Task statement: In the notes on migrating from GPT3.5 to Mistral, which function and file hold the core code for finding the target files?

Text block:
◇ ◇ ◇ ◇ ◇ ◇ ◇

The to-do list to achieve the above stated objective (migrate GPT3.5 to Mistral) is as follows:

1. [x] find all target files, i.e. importing 'openai' (see: get_target_files)
2. [ ] search for all `createCompletion` calls (probably doable)
3. [ ] rewrite to use mistral's version of that (more research needed)
- [ ] Investigate how to use tree-sitter to rewrite the AST; check ast-grep
4. [ ] insert the import statement for mistral sdk file (trivial)
5. [ ] create mistral sdk file (trivial)
6. [ ] add mistral as a dependency and prompt to run `npm i`. (trivial)

#### Notes on Step 1

Finding the target files is rather trivial (excluding extrem edge cases like dynamic imports) and are essentially compiler correct. Core implementation in the parser.rs file via the `get_target_files` function.

#### Notes on Step 2

Once you have the target files, targeting the correct function calls for change like `createCompletion` has one additional complexity: you need to resolve by entity from the imported `openai` module. This should be achievable via tree-sitters [tagging](https://tree-sitter.github.io/tree-sitter/code-navigation-systems) system. This is not implemented yet though. Alternative approaches would be LSP/LSIF or sourcegraph's improvement over LSIF aka. [SCIP](https://sourcegraph.com/blog/announcing-scip), which, unlike tree-sitter, were designed for codebase-level (instead of file-level) traversal. However, tree-sitter is significantly faster, efficient, and easier extensible than SCIP/LSIF.

#### Notes on Step 3

This step is the most uncertain. Not so much if it is doable (liberaries like ast-grep implemented this in a general manner with a <1k LOC) but more so if you try to bend tree-setter too much into doing something that it is not designed for. A lot of inspiration can be taken from other codemod/rewrite tools. For our use-case a declarative API might be sufficient and preferred.

#### Notes on Step 4-6

This is trivial stuff and essentially basic codegen (rather than codemod) stuff. For a fully working POC this would be necessary to implement though.

◇ ◇ ◇ ◇ ◇ ◇ ◇

Records:
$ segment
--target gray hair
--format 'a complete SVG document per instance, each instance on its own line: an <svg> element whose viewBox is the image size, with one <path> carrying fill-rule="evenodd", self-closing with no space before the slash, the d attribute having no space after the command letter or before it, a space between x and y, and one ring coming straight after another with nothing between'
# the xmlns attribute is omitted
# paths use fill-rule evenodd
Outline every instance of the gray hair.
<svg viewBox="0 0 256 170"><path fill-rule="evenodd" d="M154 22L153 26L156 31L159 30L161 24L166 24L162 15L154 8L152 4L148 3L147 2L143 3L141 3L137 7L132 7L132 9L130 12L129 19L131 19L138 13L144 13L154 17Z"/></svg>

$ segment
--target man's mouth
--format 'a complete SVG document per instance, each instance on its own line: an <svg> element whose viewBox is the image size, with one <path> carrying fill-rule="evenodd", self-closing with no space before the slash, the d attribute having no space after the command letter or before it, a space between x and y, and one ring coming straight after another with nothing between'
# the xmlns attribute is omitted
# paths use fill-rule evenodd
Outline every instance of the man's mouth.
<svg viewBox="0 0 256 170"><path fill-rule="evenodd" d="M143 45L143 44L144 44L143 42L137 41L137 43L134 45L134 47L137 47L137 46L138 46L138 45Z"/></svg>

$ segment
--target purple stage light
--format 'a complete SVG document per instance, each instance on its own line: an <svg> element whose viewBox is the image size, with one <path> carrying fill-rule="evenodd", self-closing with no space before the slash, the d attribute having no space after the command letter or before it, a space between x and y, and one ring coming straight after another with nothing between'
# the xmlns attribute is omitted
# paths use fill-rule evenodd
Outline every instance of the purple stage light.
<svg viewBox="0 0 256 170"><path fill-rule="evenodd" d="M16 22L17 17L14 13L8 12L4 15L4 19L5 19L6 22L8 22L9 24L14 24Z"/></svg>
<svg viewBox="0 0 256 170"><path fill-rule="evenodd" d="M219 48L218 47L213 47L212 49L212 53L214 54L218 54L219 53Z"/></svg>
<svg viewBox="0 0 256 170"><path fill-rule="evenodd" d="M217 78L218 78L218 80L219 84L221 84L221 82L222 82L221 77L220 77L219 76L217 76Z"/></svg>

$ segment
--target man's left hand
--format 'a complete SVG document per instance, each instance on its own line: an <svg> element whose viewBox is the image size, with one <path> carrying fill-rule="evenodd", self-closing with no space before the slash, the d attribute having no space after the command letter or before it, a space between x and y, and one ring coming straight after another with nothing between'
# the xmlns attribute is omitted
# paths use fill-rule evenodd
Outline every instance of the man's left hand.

◇ ◇ ◇ ◇ ◇ ◇ ◇

Expected answer: The `get_target_files` function in the parser.rs file.